Okay, now I will be the first to admit that, when it comes to money, I can be a little frivolous. For the most part, I am really good at saving, but I can admit to being prone to little splurges here and there. Nothing big or crazy (except my new tv, which I will be posting about shortly), but mostly just day-to-day stuff. Like morning coffees, afternoon snacks, two gym memberships, $100 hair cuts (hey, the guy's worth it), and the occasional bike upgrade.
But I do save, and I save well. I don't usually buy things for the sake of buying them. For instance, I received, as a gift, the first model of the IPod when it came out four years ago, and still have it. My car is another example of which you are all familiar. And I rarely buy new clothes or shoes, unless they are of the running variety.
But when you are faced with the possibility of buying a house, money gets put into a whole new perspective. Perhaps the biweekly pedicures become once a month (thank god for the winter season), and perhaps eating out five days a week can be replaced by a once a week trip to the grocery store (ugh-my disdain for the grocery store is a post in and of itself). For me, I have started to really keep track of what goes in and out, which is tough, considering that I have never in my life balanced a checkbook or made a budget. I figured that would happen should I ever partner up or (gasp) have a family.

Rows from a box labeling dataset
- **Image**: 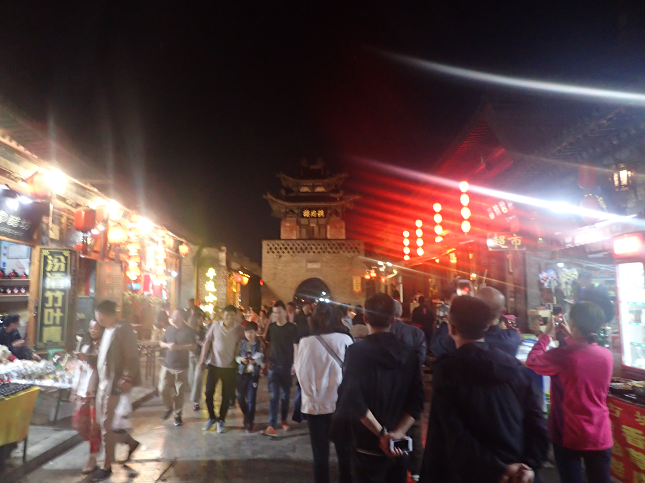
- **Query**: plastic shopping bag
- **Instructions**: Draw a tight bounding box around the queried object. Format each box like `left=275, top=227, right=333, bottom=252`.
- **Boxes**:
left=112, top=393, right=132, bottom=433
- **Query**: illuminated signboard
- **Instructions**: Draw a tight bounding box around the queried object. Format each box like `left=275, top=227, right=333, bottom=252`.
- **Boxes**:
left=300, top=208, right=327, bottom=218
left=36, top=248, right=76, bottom=349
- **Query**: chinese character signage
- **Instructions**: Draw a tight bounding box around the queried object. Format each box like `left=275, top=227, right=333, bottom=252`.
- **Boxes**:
left=607, top=397, right=645, bottom=483
left=300, top=208, right=327, bottom=218
left=0, top=198, right=49, bottom=242
left=36, top=248, right=76, bottom=349
left=486, top=233, right=526, bottom=252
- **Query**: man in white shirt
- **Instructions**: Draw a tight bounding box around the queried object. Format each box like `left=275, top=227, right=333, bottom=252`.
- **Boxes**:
left=199, top=305, right=244, bottom=433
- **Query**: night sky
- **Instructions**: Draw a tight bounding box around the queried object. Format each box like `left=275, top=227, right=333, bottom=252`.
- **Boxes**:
left=0, top=0, right=643, bottom=261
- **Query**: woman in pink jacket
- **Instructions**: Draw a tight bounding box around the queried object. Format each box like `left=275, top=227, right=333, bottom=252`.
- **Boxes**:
left=526, top=302, right=613, bottom=483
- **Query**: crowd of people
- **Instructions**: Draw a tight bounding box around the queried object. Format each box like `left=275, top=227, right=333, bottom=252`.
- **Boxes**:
left=59, top=287, right=613, bottom=483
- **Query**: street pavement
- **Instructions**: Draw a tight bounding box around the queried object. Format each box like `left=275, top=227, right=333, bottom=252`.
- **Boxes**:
left=22, top=378, right=558, bottom=483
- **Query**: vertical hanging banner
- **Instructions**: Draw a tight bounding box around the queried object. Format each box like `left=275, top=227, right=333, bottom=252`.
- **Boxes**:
left=36, top=248, right=76, bottom=349
left=352, top=277, right=363, bottom=293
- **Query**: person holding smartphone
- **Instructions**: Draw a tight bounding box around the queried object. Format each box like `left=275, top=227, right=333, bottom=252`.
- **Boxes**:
left=526, top=302, right=614, bottom=483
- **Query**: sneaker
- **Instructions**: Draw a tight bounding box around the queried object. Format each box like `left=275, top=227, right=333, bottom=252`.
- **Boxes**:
left=202, top=419, right=215, bottom=431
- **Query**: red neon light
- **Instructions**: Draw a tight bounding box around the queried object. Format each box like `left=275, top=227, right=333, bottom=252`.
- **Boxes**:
left=614, top=233, right=643, bottom=258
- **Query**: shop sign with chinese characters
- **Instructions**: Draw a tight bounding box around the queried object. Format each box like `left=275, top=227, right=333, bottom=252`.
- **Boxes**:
left=36, top=248, right=76, bottom=349
left=486, top=233, right=526, bottom=252
left=300, top=208, right=327, bottom=218
left=0, top=198, right=49, bottom=243
left=607, top=396, right=645, bottom=483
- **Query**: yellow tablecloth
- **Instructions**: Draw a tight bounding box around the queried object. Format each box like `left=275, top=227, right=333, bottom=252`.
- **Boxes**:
left=0, top=387, right=40, bottom=446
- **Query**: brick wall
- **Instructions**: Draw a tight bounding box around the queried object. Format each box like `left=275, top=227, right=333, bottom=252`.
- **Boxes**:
left=262, top=240, right=365, bottom=305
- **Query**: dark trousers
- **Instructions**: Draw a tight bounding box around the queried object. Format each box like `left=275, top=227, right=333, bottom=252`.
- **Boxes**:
left=307, top=414, right=352, bottom=483
left=553, top=444, right=611, bottom=483
left=408, top=420, right=423, bottom=475
left=237, top=374, right=260, bottom=426
left=269, top=365, right=291, bottom=428
left=206, top=364, right=237, bottom=421
left=352, top=450, right=408, bottom=483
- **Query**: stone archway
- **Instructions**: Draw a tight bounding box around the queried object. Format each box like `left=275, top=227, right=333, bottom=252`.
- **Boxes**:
left=293, top=278, right=331, bottom=303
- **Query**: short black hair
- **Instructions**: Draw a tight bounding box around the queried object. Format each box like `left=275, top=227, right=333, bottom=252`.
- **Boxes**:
left=365, top=293, right=395, bottom=329
left=223, top=304, right=237, bottom=314
left=569, top=302, right=605, bottom=344
left=449, top=295, right=493, bottom=340
left=94, top=300, right=116, bottom=317
left=2, top=314, right=20, bottom=327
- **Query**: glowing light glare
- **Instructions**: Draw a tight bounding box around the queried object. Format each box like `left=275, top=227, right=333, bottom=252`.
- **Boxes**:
left=45, top=169, right=67, bottom=194
left=138, top=218, right=152, bottom=233
left=384, top=53, right=645, bottom=105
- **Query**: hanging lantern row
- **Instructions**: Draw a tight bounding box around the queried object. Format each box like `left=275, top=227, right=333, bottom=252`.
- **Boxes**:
left=459, top=181, right=471, bottom=233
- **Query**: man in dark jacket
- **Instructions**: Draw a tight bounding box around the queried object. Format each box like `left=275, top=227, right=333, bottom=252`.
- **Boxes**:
left=337, top=293, right=424, bottom=483
left=420, top=296, right=549, bottom=483
left=430, top=287, right=522, bottom=357
left=412, top=295, right=436, bottom=343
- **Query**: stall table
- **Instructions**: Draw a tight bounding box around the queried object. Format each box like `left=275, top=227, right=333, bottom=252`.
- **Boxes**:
left=607, top=394, right=645, bottom=483
left=0, top=383, right=40, bottom=462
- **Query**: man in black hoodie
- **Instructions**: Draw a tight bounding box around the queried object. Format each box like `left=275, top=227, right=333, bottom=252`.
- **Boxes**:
left=337, top=294, right=424, bottom=483
left=420, top=296, right=549, bottom=483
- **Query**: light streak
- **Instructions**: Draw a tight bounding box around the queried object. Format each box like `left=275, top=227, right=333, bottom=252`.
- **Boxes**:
left=382, top=52, right=645, bottom=105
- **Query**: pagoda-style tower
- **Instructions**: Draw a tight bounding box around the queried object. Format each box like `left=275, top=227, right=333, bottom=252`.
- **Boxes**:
left=265, top=160, right=359, bottom=240
left=262, top=160, right=365, bottom=305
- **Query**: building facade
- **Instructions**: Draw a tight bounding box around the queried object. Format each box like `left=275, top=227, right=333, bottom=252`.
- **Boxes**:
left=262, top=161, right=365, bottom=305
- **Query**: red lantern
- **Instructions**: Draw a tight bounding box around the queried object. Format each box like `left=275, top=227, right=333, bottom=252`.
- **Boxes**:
left=179, top=243, right=190, bottom=257
left=578, top=164, right=596, bottom=190
left=27, top=171, right=52, bottom=199
left=108, top=225, right=128, bottom=245
left=74, top=207, right=96, bottom=233
left=96, top=205, right=110, bottom=223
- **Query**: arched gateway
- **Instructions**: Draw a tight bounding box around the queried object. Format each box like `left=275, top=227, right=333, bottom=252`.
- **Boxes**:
left=293, top=278, right=331, bottom=303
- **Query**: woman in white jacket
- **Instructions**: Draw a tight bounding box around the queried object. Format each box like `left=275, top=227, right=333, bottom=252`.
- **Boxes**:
left=295, top=303, right=353, bottom=483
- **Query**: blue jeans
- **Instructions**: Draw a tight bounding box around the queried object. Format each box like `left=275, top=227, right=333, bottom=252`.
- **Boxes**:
left=269, top=365, right=291, bottom=428
left=553, top=444, right=611, bottom=483
left=237, top=374, right=260, bottom=426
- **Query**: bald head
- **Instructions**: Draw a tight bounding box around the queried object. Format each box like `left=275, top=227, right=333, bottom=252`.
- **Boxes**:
left=475, top=287, right=506, bottom=325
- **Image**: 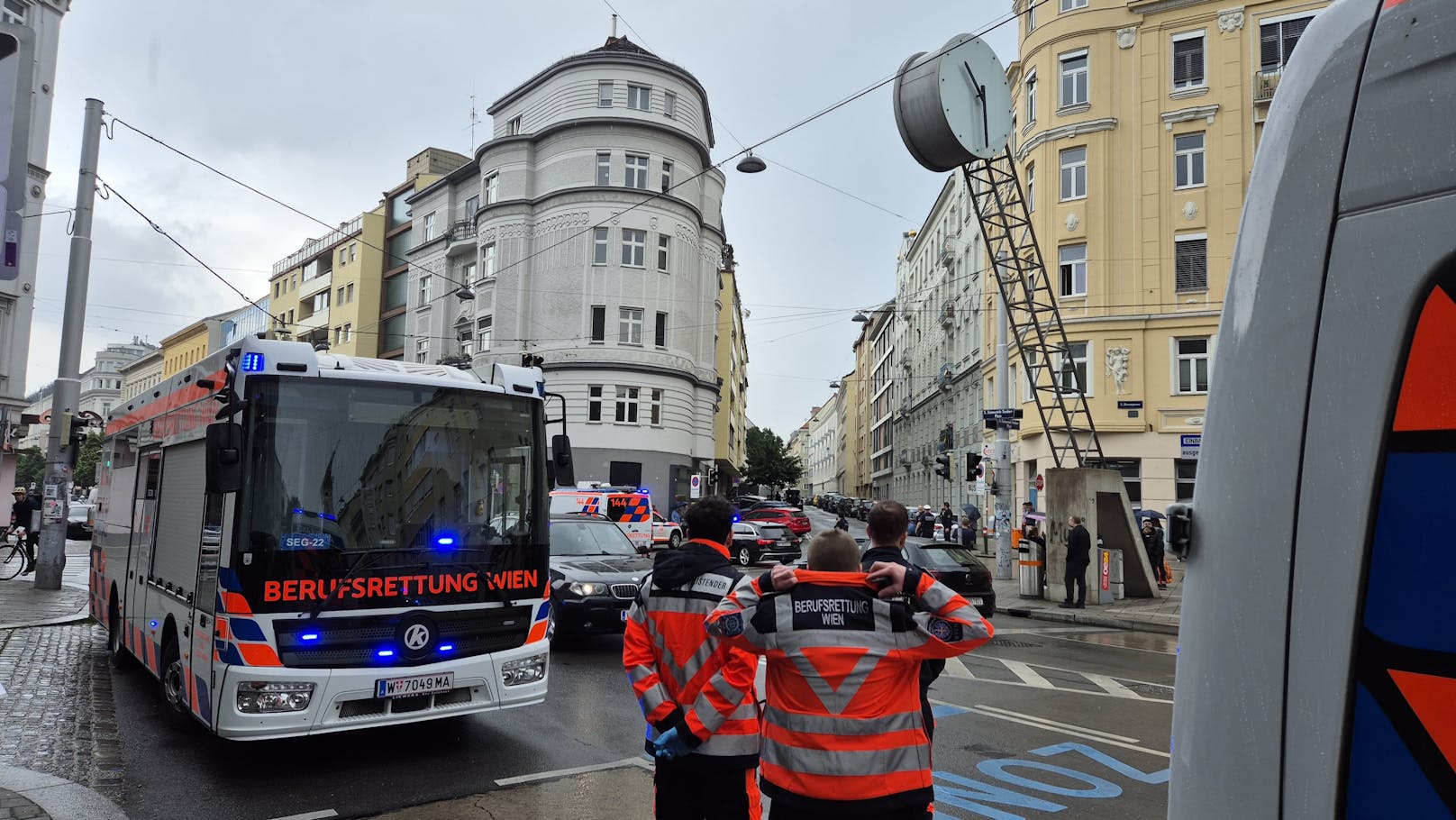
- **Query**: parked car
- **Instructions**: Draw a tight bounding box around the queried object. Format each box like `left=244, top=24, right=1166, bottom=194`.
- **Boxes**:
left=730, top=522, right=802, bottom=567
left=548, top=515, right=652, bottom=635
left=66, top=504, right=96, bottom=541
left=742, top=503, right=814, bottom=536
left=652, top=510, right=683, bottom=549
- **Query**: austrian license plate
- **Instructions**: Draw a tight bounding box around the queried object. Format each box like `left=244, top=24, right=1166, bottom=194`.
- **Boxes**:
left=374, top=671, right=454, bottom=697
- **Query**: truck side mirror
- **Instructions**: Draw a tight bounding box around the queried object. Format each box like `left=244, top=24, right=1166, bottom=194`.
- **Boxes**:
left=206, top=421, right=243, bottom=492
left=1168, top=504, right=1193, bottom=558
left=551, top=434, right=577, bottom=487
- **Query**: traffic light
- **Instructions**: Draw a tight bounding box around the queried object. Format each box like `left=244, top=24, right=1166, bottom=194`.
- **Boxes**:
left=965, top=453, right=983, bottom=480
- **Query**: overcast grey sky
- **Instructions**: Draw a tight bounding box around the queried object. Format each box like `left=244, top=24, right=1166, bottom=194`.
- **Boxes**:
left=26, top=0, right=1016, bottom=437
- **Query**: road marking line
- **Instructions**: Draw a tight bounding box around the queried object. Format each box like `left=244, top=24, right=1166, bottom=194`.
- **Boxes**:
left=971, top=709, right=1172, bottom=759
left=495, top=757, right=652, bottom=787
left=995, top=659, right=1056, bottom=689
left=1082, top=671, right=1143, bottom=699
left=976, top=704, right=1137, bottom=743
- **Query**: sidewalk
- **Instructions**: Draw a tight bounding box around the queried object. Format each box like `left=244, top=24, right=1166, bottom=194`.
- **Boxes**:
left=0, top=542, right=125, bottom=820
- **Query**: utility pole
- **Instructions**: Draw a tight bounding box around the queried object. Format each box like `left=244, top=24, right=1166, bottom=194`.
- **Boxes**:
left=35, top=99, right=102, bottom=590
left=991, top=251, right=1012, bottom=579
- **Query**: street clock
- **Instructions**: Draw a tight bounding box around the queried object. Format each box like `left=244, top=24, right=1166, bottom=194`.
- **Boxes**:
left=894, top=33, right=1012, bottom=172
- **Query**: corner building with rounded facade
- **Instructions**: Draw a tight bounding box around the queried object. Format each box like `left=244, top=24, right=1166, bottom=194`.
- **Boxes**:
left=409, top=38, right=725, bottom=501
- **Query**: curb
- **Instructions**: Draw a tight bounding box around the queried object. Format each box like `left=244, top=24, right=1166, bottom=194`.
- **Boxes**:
left=996, top=606, right=1178, bottom=635
left=0, top=766, right=127, bottom=820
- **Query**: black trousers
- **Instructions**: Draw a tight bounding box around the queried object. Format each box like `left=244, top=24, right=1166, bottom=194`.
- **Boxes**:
left=1063, top=564, right=1089, bottom=605
left=652, top=754, right=761, bottom=820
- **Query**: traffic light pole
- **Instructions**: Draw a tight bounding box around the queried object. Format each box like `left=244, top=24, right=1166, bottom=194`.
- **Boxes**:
left=35, top=99, right=102, bottom=590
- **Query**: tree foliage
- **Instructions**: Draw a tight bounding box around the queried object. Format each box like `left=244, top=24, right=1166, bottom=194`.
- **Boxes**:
left=742, top=427, right=804, bottom=487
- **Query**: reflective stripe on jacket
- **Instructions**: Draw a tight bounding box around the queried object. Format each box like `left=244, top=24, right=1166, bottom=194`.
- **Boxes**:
left=707, top=568, right=993, bottom=815
left=622, top=539, right=759, bottom=768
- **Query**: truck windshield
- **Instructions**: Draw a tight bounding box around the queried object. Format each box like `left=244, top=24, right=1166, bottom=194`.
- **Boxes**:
left=233, top=378, right=546, bottom=610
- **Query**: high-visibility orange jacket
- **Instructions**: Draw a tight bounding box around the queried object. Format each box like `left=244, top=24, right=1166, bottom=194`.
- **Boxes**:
left=707, top=568, right=993, bottom=815
left=622, top=539, right=759, bottom=769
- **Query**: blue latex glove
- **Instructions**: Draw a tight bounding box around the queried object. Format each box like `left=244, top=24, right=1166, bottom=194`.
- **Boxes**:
left=652, top=727, right=692, bottom=761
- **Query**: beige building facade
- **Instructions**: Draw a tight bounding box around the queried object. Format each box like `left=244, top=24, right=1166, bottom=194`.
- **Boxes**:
left=1001, top=0, right=1325, bottom=510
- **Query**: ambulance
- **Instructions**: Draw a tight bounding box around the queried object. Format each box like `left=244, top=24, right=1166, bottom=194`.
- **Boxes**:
left=551, top=482, right=652, bottom=555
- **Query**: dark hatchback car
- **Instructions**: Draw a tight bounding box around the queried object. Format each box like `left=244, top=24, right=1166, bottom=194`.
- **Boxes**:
left=730, top=522, right=801, bottom=567
left=551, top=515, right=652, bottom=633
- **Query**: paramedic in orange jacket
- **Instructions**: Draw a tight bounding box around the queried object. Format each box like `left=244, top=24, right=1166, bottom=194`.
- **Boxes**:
left=622, top=496, right=760, bottom=820
left=707, top=530, right=991, bottom=820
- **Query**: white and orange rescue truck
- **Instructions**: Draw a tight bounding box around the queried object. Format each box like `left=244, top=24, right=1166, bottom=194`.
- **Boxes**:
left=90, top=338, right=570, bottom=740
left=551, top=482, right=652, bottom=555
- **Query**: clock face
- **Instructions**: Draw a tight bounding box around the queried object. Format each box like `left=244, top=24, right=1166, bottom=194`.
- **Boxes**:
left=938, top=35, right=1012, bottom=159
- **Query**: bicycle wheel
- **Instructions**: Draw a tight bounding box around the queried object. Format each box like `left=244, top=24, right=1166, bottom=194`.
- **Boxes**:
left=0, top=543, right=24, bottom=581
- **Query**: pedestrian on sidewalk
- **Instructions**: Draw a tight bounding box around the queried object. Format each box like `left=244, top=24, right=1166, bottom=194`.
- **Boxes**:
left=859, top=501, right=945, bottom=738
left=707, top=530, right=993, bottom=820
left=622, top=496, right=761, bottom=820
left=1059, top=515, right=1092, bottom=609
left=10, top=487, right=41, bottom=575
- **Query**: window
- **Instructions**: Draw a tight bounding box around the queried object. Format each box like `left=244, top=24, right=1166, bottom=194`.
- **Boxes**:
left=587, top=385, right=601, bottom=421
left=1056, top=342, right=1092, bottom=396
left=591, top=305, right=607, bottom=342
left=1022, top=70, right=1037, bottom=123
left=616, top=385, right=641, bottom=424
left=622, top=154, right=647, bottom=191
left=1173, top=233, right=1208, bottom=293
left=483, top=241, right=495, bottom=279
left=597, top=151, right=612, bottom=185
left=1060, top=50, right=1087, bottom=108
left=1060, top=146, right=1087, bottom=203
left=617, top=307, right=642, bottom=345
left=1057, top=245, right=1087, bottom=296
left=627, top=83, right=652, bottom=111
left=1173, top=336, right=1208, bottom=393
left=1173, top=131, right=1204, bottom=188
left=1260, top=17, right=1314, bottom=73
left=1173, top=459, right=1198, bottom=504
left=591, top=227, right=607, bottom=265
left=1173, top=32, right=1204, bottom=90
left=622, top=227, right=647, bottom=268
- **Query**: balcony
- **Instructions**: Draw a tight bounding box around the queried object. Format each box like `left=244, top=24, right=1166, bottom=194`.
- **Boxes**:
left=1253, top=68, right=1284, bottom=105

--- Stated task ---
Using the post on money, answer each question:
(a) What price does the writer give for haircuts?
(b) How many years ago did the first model of the iPod come out?
(c) How often might the biweekly pedicures happen instead?
These rows come from a separate source and are unrelated to the post on money.

--- Output below ---
(a) $100
(b) Four years ago
(c) Once a month